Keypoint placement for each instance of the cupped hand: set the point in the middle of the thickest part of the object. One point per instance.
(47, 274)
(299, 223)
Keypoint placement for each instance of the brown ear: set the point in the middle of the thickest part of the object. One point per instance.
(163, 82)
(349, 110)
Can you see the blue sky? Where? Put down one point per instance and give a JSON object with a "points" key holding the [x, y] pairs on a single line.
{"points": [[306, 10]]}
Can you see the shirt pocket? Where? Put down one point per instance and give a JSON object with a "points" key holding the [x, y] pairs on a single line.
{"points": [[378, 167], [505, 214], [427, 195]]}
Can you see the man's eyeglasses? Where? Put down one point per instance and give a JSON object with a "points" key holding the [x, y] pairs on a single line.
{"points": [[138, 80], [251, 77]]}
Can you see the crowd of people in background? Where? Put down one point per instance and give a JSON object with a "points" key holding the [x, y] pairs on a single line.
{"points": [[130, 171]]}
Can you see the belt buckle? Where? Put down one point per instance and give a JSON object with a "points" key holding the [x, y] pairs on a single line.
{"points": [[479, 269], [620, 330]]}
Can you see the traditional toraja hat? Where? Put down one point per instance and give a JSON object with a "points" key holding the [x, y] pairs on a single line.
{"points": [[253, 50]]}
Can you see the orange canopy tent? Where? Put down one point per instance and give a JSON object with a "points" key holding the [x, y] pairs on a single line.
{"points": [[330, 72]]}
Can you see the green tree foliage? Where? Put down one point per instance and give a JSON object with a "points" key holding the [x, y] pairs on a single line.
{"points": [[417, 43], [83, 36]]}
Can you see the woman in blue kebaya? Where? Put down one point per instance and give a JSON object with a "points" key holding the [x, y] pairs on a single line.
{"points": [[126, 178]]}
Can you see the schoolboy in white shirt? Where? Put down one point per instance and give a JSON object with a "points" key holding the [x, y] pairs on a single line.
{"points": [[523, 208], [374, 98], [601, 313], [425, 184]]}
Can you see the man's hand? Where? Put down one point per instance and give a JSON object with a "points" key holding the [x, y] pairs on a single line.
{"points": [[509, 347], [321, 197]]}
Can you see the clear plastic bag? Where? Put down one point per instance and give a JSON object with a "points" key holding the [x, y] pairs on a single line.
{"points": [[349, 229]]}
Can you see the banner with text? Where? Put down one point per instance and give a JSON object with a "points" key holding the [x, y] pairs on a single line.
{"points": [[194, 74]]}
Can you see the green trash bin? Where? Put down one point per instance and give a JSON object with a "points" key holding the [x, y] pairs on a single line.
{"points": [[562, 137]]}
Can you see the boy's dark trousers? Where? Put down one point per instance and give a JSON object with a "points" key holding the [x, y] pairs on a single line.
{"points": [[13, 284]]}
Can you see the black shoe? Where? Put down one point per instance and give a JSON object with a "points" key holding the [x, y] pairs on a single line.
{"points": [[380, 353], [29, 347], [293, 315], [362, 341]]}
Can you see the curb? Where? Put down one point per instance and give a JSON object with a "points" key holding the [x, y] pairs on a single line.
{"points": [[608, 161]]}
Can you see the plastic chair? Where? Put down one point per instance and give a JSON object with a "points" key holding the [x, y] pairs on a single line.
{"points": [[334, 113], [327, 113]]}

● **TASK PROMPT**: Rewrite all of the lines above, replacing "instance" with "occurrence" and leaving everything else unchanged.

● **SOLUTION FOR THIS TASK**:
Keypoint placement for each occurrence of the cupped hand: set the point in the middle of the thickest part of the object. One point per occurrence.
(47, 274)
(299, 223)
Keypoint placement for each occurrence of the brown ear: set the point in the middle of the thickest part of the object. One point per occurrence.
(163, 82)
(349, 110)
Can you see the blue sky? Where? Put down one point per occurrence and give a JSON object with a "points" key holding the [x, y] pairs on a single line.
{"points": [[306, 10]]}
Can you see the shirt pocket? Where? Put down one point per occurrence and give a JSON object with a "points" key holding the [x, y] pairs on a single line.
{"points": [[378, 167], [505, 214], [427, 195]]}
Can you see the man's eyeglasses? Where? Put down one point per occurrence and give a JSON object with a "points" key holding the [x, y] pairs on a single line.
{"points": [[138, 80], [251, 77]]}
Can you see the crowd of people in background? Where? Put down one point per occurrence and give a JSON object with a "points" key holding the [x, y] pairs on a single line.
{"points": [[130, 171]]}
Can you see the belt buckle? Where? Put down one point per occurrence and give a JSON object with a "points" key holding the [x, y] pairs on a single line.
{"points": [[479, 269], [620, 330]]}
Can you see the traditional toraja hat? Where? Put down one point per occurrence and give a JSON object with a "points" key holding the [x, y] pairs on a single line.
{"points": [[253, 50]]}
Can you see the orange canopy tent? Where? Put down one point per occurrence and give a JSON object with a "points" key holding the [x, y] pairs on a single line.
{"points": [[330, 72]]}
Can you see the green tree foliage? Where? Put down one point per occurrence and give a JSON object with a "points" key holding the [x, y] pairs on a single line.
{"points": [[417, 43], [83, 36]]}
Can you see the woman in blue kebaya? Where? Put down one point per occurrence and give a JSON object with a "points" key holding the [x, y] pairs on a single line.
{"points": [[126, 178]]}
Can you see the schoolboy in white shirt? Where? Put down one point per occurrence and give a JSON object with a "points" key holding the [x, y] pairs on a single line.
{"points": [[523, 208], [374, 98], [601, 313], [425, 184]]}
Can you see the man's hand? Where? Put down one point per occurrence and give a JSON object with a "points" key holding the [x, y] pairs on a single line.
{"points": [[509, 347], [321, 197]]}
Can you see the clear plastic bag? Where? Put down one point per occurrence and give a JSON object with a "points" key holding the [x, y] pairs on a single line.
{"points": [[349, 229]]}
Can you see the banner with text? Where? Put down one point per occurrence and give a JSON object with a "points" key holding the [x, y] pairs on a single line.
{"points": [[194, 74]]}
Can you see the green trash bin? Where? Put down one point per occurrence and give a JSON object with a "points" key holding the [x, y] pairs on a single line.
{"points": [[562, 137]]}
Can you see the boy's dark trousers? Where? Put down one point per occurrence and give a JSON object with a "points" key holding the [x, y] pairs on a single line.
{"points": [[13, 284]]}
Can you see the black shoe? Where? Put down one point per occurrence and give a JSON object with a "points" key holding the [x, y] pairs on a single line.
{"points": [[380, 353], [29, 347], [293, 315], [362, 341]]}
Can you see the curb? Where? Put down one point per occurrence and give a JSON object with a "points" key holding the [x, y] pairs on a single line.
{"points": [[608, 161]]}
Can you see the plastic chair? Where? Put down one point per occurrence and give a JSON object with a "points" key holding the [x, y] pairs on a single line.
{"points": [[334, 113], [327, 113]]}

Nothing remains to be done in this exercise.